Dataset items
★ ★ ★ ★ ★

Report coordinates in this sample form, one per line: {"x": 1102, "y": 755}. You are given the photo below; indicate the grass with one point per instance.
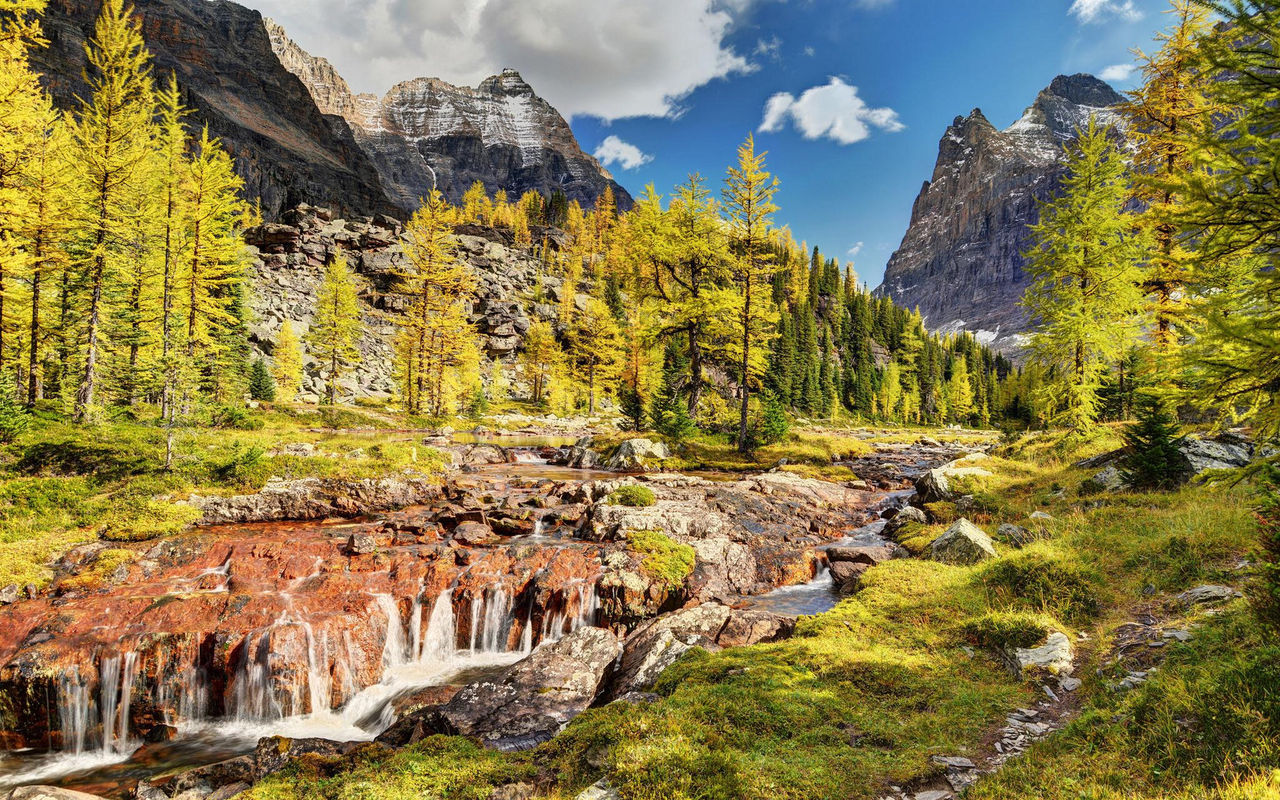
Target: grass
{"x": 863, "y": 695}
{"x": 62, "y": 484}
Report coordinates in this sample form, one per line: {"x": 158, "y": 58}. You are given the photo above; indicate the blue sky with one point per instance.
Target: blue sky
{"x": 928, "y": 62}
{"x": 668, "y": 87}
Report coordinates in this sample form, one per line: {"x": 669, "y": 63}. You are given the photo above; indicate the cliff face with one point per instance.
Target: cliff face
{"x": 961, "y": 259}
{"x": 284, "y": 147}
{"x": 428, "y": 133}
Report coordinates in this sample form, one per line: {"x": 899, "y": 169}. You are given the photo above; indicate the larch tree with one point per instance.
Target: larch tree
{"x": 1173, "y": 103}
{"x": 336, "y": 327}
{"x": 112, "y": 135}
{"x": 748, "y": 200}
{"x": 1086, "y": 273}
{"x": 287, "y": 364}
{"x": 442, "y": 341}
{"x": 595, "y": 344}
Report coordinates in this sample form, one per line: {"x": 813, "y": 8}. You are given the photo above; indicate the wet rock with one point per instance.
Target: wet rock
{"x": 1054, "y": 657}
{"x": 536, "y": 696}
{"x": 932, "y": 488}
{"x": 638, "y": 456}
{"x": 1207, "y": 595}
{"x": 964, "y": 543}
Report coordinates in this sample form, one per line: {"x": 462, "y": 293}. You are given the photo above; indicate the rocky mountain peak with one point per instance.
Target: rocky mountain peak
{"x": 961, "y": 257}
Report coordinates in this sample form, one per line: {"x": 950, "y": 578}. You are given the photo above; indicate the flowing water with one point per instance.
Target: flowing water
{"x": 420, "y": 650}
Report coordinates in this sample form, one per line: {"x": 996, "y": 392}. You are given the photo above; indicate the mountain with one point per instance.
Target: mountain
{"x": 961, "y": 259}
{"x": 300, "y": 136}
{"x": 428, "y": 133}
{"x": 284, "y": 147}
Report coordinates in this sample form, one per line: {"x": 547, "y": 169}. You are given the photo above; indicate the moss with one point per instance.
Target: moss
{"x": 662, "y": 558}
{"x": 632, "y": 496}
{"x": 1045, "y": 583}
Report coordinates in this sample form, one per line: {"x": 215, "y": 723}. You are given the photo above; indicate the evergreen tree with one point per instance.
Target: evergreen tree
{"x": 1084, "y": 270}
{"x": 112, "y": 136}
{"x": 261, "y": 385}
{"x": 749, "y": 205}
{"x": 287, "y": 364}
{"x": 336, "y": 327}
{"x": 1153, "y": 461}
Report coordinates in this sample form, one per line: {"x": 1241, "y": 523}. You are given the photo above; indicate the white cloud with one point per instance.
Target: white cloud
{"x": 833, "y": 110}
{"x": 1118, "y": 73}
{"x": 607, "y": 58}
{"x": 626, "y": 155}
{"x": 1096, "y": 10}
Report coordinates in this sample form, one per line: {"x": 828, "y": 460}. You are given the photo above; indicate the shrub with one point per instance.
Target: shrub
{"x": 1153, "y": 461}
{"x": 1041, "y": 583}
{"x": 632, "y": 496}
{"x": 662, "y": 558}
{"x": 1005, "y": 631}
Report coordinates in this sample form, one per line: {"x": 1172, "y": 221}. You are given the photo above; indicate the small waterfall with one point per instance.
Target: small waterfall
{"x": 440, "y": 640}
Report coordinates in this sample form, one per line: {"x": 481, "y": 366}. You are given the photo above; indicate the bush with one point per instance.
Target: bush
{"x": 1153, "y": 461}
{"x": 662, "y": 558}
{"x": 1004, "y": 631}
{"x": 1041, "y": 583}
{"x": 632, "y": 496}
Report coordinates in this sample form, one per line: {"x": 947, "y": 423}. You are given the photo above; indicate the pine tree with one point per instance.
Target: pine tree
{"x": 749, "y": 205}
{"x": 287, "y": 364}
{"x": 336, "y": 327}
{"x": 595, "y": 346}
{"x": 1164, "y": 114}
{"x": 1153, "y": 461}
{"x": 539, "y": 359}
{"x": 261, "y": 385}
{"x": 112, "y": 136}
{"x": 443, "y": 339}
{"x": 1084, "y": 269}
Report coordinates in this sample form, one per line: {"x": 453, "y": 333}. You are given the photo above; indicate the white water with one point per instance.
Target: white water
{"x": 95, "y": 723}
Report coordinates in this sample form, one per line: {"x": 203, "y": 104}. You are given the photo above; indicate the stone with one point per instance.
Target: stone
{"x": 1207, "y": 595}
{"x": 638, "y": 456}
{"x": 517, "y": 711}
{"x": 964, "y": 543}
{"x": 360, "y": 544}
{"x": 932, "y": 488}
{"x": 1054, "y": 657}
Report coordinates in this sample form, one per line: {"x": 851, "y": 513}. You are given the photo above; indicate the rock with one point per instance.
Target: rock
{"x": 905, "y": 516}
{"x": 472, "y": 534}
{"x": 49, "y": 792}
{"x": 1054, "y": 657}
{"x": 638, "y": 456}
{"x": 964, "y": 543}
{"x": 1207, "y": 595}
{"x": 536, "y": 696}
{"x": 1019, "y": 536}
{"x": 360, "y": 544}
{"x": 600, "y": 790}
{"x": 932, "y": 488}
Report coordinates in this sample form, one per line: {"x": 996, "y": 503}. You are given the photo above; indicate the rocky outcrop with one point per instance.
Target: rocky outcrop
{"x": 539, "y": 695}
{"x": 426, "y": 133}
{"x": 287, "y": 269}
{"x": 283, "y": 146}
{"x": 961, "y": 260}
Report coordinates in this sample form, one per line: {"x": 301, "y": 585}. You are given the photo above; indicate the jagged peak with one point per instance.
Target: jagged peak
{"x": 1083, "y": 88}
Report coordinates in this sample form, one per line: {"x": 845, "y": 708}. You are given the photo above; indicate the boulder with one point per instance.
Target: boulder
{"x": 1054, "y": 657}
{"x": 964, "y": 543}
{"x": 539, "y": 695}
{"x": 932, "y": 488}
{"x": 638, "y": 456}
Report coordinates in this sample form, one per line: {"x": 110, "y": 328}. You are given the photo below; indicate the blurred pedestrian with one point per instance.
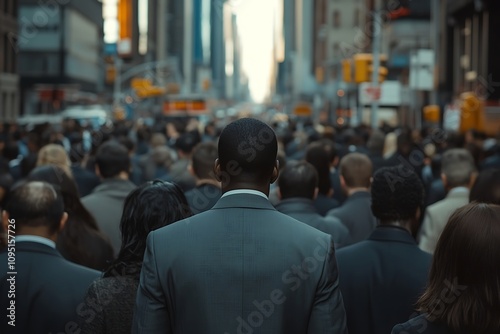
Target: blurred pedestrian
{"x": 463, "y": 293}
{"x": 110, "y": 300}
{"x": 80, "y": 241}
{"x": 382, "y": 277}
{"x": 46, "y": 289}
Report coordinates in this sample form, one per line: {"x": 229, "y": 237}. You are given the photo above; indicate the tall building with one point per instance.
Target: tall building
{"x": 9, "y": 79}
{"x": 469, "y": 62}
{"x": 60, "y": 52}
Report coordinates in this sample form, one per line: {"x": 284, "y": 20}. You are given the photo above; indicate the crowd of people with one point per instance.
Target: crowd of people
{"x": 245, "y": 225}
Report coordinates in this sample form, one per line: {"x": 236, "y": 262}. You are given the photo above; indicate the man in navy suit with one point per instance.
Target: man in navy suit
{"x": 44, "y": 290}
{"x": 355, "y": 213}
{"x": 298, "y": 186}
{"x": 382, "y": 277}
{"x": 242, "y": 266}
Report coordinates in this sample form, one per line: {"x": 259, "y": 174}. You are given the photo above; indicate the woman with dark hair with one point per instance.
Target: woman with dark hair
{"x": 110, "y": 300}
{"x": 463, "y": 293}
{"x": 80, "y": 241}
{"x": 317, "y": 154}
{"x": 486, "y": 188}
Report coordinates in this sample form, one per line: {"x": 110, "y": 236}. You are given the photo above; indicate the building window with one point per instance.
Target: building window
{"x": 356, "y": 17}
{"x": 336, "y": 19}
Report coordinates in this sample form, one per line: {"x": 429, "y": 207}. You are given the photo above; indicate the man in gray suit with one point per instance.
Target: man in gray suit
{"x": 355, "y": 213}
{"x": 240, "y": 267}
{"x": 41, "y": 291}
{"x": 458, "y": 174}
{"x": 105, "y": 202}
{"x": 298, "y": 186}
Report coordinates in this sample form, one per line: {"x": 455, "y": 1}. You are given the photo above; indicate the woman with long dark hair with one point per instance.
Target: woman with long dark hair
{"x": 463, "y": 293}
{"x": 80, "y": 241}
{"x": 110, "y": 300}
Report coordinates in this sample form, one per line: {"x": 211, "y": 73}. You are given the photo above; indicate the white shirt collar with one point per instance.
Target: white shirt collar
{"x": 244, "y": 191}
{"x": 35, "y": 238}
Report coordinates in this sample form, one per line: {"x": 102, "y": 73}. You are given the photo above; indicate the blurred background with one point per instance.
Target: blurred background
{"x": 397, "y": 62}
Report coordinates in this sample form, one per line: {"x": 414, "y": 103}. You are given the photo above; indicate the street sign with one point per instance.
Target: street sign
{"x": 422, "y": 70}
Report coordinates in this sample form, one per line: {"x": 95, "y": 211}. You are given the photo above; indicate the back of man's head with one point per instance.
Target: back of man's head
{"x": 112, "y": 158}
{"x": 187, "y": 141}
{"x": 248, "y": 150}
{"x": 458, "y": 168}
{"x": 202, "y": 160}
{"x": 397, "y": 194}
{"x": 35, "y": 204}
{"x": 356, "y": 169}
{"x": 298, "y": 180}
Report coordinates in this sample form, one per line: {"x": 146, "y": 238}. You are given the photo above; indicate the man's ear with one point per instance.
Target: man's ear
{"x": 342, "y": 181}
{"x": 63, "y": 221}
{"x": 217, "y": 170}
{"x": 191, "y": 170}
{"x": 5, "y": 221}
{"x": 445, "y": 181}
{"x": 276, "y": 172}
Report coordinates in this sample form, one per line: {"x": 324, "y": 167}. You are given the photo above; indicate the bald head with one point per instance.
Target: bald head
{"x": 247, "y": 150}
{"x": 356, "y": 169}
{"x": 35, "y": 205}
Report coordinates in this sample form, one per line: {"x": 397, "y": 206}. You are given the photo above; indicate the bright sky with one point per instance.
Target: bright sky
{"x": 256, "y": 27}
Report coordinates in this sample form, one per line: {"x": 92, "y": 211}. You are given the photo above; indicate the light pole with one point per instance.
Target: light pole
{"x": 377, "y": 31}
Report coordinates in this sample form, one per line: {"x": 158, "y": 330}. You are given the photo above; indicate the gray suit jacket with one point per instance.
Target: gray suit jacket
{"x": 356, "y": 214}
{"x": 240, "y": 267}
{"x": 105, "y": 203}
{"x": 49, "y": 290}
{"x": 436, "y": 217}
{"x": 303, "y": 210}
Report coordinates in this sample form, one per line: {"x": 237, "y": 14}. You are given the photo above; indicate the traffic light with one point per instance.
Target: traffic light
{"x": 347, "y": 70}
{"x": 472, "y": 115}
{"x": 363, "y": 68}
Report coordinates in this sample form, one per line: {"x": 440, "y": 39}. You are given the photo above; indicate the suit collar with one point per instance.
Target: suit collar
{"x": 459, "y": 192}
{"x": 359, "y": 195}
{"x": 296, "y": 204}
{"x": 392, "y": 233}
{"x": 243, "y": 201}
{"x": 35, "y": 247}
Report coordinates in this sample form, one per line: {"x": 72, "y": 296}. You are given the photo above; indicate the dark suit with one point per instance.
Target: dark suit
{"x": 381, "y": 279}
{"x": 203, "y": 197}
{"x": 237, "y": 268}
{"x": 356, "y": 215}
{"x": 85, "y": 180}
{"x": 105, "y": 203}
{"x": 323, "y": 204}
{"x": 420, "y": 325}
{"x": 48, "y": 290}
{"x": 303, "y": 210}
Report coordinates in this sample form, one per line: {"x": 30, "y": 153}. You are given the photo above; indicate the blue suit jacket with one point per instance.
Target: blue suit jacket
{"x": 48, "y": 290}
{"x": 240, "y": 267}
{"x": 381, "y": 279}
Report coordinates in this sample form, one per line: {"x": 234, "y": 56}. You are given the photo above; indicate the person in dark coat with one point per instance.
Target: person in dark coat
{"x": 207, "y": 191}
{"x": 241, "y": 266}
{"x": 41, "y": 291}
{"x": 318, "y": 154}
{"x": 109, "y": 303}
{"x": 382, "y": 277}
{"x": 298, "y": 186}
{"x": 80, "y": 241}
{"x": 355, "y": 212}
{"x": 463, "y": 292}
{"x": 105, "y": 202}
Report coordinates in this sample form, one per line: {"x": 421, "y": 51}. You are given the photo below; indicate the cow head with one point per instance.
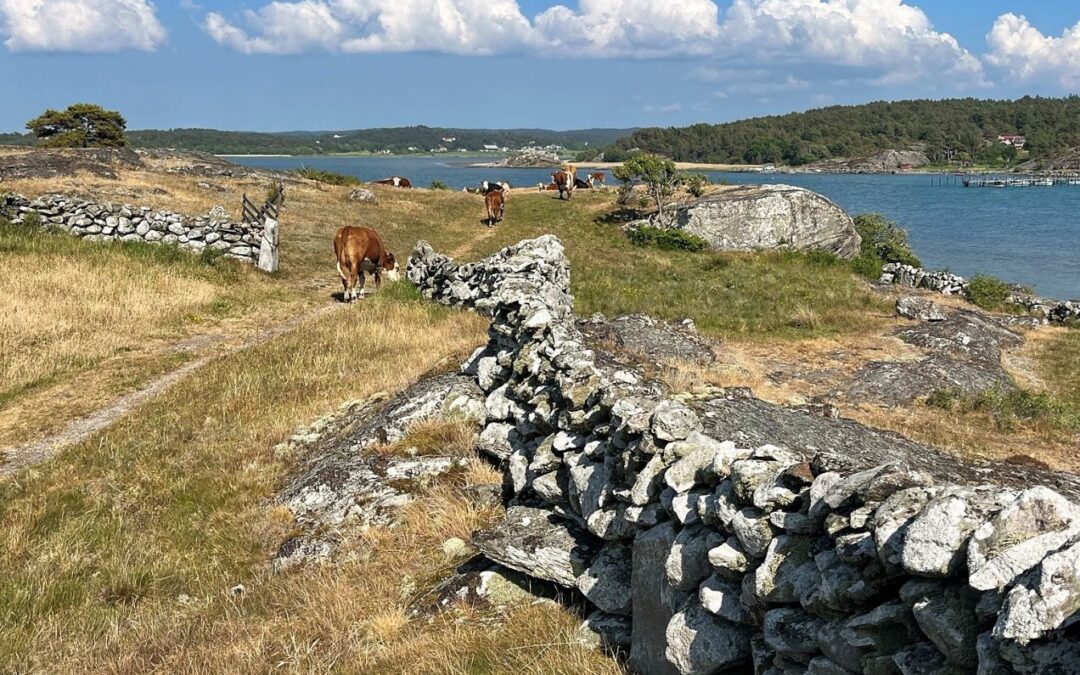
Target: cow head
{"x": 390, "y": 267}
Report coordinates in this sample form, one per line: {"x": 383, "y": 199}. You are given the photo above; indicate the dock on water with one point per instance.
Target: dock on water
{"x": 990, "y": 180}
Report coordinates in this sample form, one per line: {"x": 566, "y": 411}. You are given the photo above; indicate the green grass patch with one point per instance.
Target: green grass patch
{"x": 990, "y": 293}
{"x": 665, "y": 239}
{"x": 883, "y": 241}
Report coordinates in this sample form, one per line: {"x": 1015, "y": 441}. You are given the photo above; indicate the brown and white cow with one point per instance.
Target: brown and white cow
{"x": 396, "y": 181}
{"x": 360, "y": 250}
{"x": 496, "y": 203}
{"x": 564, "y": 183}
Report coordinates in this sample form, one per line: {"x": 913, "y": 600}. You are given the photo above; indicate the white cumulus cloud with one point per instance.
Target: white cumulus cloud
{"x": 888, "y": 36}
{"x": 639, "y": 28}
{"x": 80, "y": 25}
{"x": 1024, "y": 52}
{"x": 892, "y": 41}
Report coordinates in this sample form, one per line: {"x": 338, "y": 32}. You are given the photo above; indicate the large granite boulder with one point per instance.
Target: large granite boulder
{"x": 752, "y": 217}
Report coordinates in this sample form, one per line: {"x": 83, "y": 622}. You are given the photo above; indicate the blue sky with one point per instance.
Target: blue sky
{"x": 285, "y": 65}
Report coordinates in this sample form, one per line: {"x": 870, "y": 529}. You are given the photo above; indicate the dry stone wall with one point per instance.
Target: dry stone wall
{"x": 1052, "y": 311}
{"x": 703, "y": 556}
{"x": 105, "y": 220}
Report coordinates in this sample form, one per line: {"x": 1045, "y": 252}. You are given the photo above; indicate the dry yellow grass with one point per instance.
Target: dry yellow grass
{"x": 120, "y": 553}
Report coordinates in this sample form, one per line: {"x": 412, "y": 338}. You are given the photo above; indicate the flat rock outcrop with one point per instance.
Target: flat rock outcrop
{"x": 339, "y": 483}
{"x": 964, "y": 355}
{"x": 769, "y": 216}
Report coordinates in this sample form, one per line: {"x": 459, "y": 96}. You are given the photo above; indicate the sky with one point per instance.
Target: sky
{"x": 320, "y": 65}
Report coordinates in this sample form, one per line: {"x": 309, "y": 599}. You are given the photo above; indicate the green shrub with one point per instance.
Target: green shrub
{"x": 988, "y": 292}
{"x": 696, "y": 184}
{"x": 666, "y": 239}
{"x": 883, "y": 241}
{"x": 326, "y": 176}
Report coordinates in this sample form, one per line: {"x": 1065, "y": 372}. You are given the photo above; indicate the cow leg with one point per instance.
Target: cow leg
{"x": 345, "y": 284}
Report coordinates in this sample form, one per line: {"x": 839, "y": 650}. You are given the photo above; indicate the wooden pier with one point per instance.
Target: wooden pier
{"x": 995, "y": 180}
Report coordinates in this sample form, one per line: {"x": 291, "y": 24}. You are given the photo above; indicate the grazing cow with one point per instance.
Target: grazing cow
{"x": 496, "y": 206}
{"x": 564, "y": 184}
{"x": 396, "y": 181}
{"x": 359, "y": 250}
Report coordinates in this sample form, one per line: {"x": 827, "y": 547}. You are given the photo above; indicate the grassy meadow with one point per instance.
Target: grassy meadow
{"x": 121, "y": 551}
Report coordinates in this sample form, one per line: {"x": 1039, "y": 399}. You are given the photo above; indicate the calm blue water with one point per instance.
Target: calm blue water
{"x": 1029, "y": 235}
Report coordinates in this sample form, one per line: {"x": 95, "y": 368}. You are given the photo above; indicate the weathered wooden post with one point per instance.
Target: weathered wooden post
{"x": 268, "y": 247}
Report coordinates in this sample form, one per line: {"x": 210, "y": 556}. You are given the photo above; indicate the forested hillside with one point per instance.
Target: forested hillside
{"x": 958, "y": 130}
{"x": 395, "y": 139}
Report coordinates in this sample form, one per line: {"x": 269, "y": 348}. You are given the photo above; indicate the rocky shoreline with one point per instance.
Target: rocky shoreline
{"x": 724, "y": 532}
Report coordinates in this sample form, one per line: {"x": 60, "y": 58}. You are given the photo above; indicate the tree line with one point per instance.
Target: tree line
{"x": 961, "y": 130}
{"x": 85, "y": 125}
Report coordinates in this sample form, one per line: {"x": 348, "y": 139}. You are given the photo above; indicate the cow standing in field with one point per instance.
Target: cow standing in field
{"x": 396, "y": 181}
{"x": 360, "y": 250}
{"x": 564, "y": 184}
{"x": 496, "y": 203}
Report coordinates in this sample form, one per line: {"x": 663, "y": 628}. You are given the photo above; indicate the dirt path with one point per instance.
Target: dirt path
{"x": 14, "y": 459}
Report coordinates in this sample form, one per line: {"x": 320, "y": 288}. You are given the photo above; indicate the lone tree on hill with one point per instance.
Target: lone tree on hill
{"x": 659, "y": 175}
{"x": 81, "y": 125}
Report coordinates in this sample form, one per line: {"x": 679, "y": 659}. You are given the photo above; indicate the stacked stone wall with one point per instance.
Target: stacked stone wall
{"x": 105, "y": 220}
{"x": 1050, "y": 311}
{"x": 702, "y": 556}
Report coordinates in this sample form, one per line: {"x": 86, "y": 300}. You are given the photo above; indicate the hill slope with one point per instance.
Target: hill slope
{"x": 962, "y": 127}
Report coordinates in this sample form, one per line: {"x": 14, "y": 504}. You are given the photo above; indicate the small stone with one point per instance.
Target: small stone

★ ★ ★ ★ ★

_WHAT YOU ARE ASKED TO DO_:
From the entries above, return exactly the line containing "path with one point per instance.", the line containing "stacked stone wall with one point per instance.", and all lines between, and nothing else.

_WRITTEN RESPONSE_:
Report coordinates in this sample form, one per line: {"x": 663, "y": 628}. You are given the photo above; indicate the dirt path with one point per instance.
Target: dirt path
{"x": 14, "y": 459}
Report coordinates in this sample form, one per line: {"x": 320, "y": 288}. You are given the photo above; indicate the lone tree on hill with one point per instance.
Target: lone tree on hill
{"x": 659, "y": 175}
{"x": 81, "y": 125}
Report coordinates in this sample form, one per line: {"x": 679, "y": 659}. You are given the photo above; indicate the stacked stone wall with one point per instance.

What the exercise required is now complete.